===== EXCERPTED RECORDS =====

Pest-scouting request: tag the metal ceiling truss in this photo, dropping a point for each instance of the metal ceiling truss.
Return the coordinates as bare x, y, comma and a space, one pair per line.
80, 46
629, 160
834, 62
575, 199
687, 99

=====

WHAT IS BEING ASKED:
Transcribe every entry above word for word, keeping each line unchanged.

WRITTEN ANSWER:
Pest-scouting request: tag the metal ceiling truss in this photo, dropping a point for each instance of the metal ceiling truss.
Return the coordinates as bare x, y, comma and a space, one pair per line.
80, 46
629, 160
834, 62
575, 199
687, 99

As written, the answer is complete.